(Location labeling items)

* * * * * * * * *

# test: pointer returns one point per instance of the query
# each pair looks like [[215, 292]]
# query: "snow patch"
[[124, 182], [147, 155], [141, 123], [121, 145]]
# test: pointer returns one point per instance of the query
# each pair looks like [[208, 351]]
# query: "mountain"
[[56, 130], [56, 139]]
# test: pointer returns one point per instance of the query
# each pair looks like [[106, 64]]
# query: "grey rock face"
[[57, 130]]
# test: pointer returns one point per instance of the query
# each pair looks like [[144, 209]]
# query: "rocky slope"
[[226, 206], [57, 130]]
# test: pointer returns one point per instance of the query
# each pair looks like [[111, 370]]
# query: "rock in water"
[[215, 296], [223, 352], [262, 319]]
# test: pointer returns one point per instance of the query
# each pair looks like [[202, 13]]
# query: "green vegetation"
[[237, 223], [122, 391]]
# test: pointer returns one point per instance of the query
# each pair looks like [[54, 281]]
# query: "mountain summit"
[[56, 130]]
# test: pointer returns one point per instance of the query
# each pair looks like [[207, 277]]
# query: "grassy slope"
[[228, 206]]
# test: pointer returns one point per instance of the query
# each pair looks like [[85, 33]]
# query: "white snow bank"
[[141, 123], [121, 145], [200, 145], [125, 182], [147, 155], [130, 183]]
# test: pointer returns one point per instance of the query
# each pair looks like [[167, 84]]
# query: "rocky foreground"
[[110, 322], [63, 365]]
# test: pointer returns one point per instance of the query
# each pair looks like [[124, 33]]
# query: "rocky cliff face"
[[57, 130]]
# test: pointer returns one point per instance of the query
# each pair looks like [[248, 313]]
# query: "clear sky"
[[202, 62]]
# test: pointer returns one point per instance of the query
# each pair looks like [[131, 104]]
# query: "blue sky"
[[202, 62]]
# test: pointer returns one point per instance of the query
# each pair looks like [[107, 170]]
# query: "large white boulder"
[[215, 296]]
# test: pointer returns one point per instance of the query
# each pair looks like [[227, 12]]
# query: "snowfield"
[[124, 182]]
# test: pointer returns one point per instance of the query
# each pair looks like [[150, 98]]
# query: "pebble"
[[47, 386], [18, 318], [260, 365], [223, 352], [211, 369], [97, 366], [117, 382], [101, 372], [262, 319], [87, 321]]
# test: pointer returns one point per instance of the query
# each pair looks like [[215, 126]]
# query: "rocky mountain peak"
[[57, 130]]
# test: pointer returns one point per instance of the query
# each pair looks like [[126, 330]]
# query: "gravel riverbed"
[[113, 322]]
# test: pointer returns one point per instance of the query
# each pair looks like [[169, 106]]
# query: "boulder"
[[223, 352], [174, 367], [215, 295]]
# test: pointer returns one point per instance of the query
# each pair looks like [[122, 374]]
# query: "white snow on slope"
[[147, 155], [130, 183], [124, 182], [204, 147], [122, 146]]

* * * * * * * * *

REQUEST: Copy the lines verbatim from the start of the items through the line containing "[[56, 130], [56, 139]]", including that line.

REPLY:
# test: pointer returns one point per instance of the query
# each pair looks like [[215, 292]]
# query: "snow patch"
[[124, 182], [147, 155], [141, 123], [121, 145]]
# test: pointer returns one point per instance of the query
# each pair looks like [[208, 351]]
# query: "mountain"
[[56, 130], [56, 139]]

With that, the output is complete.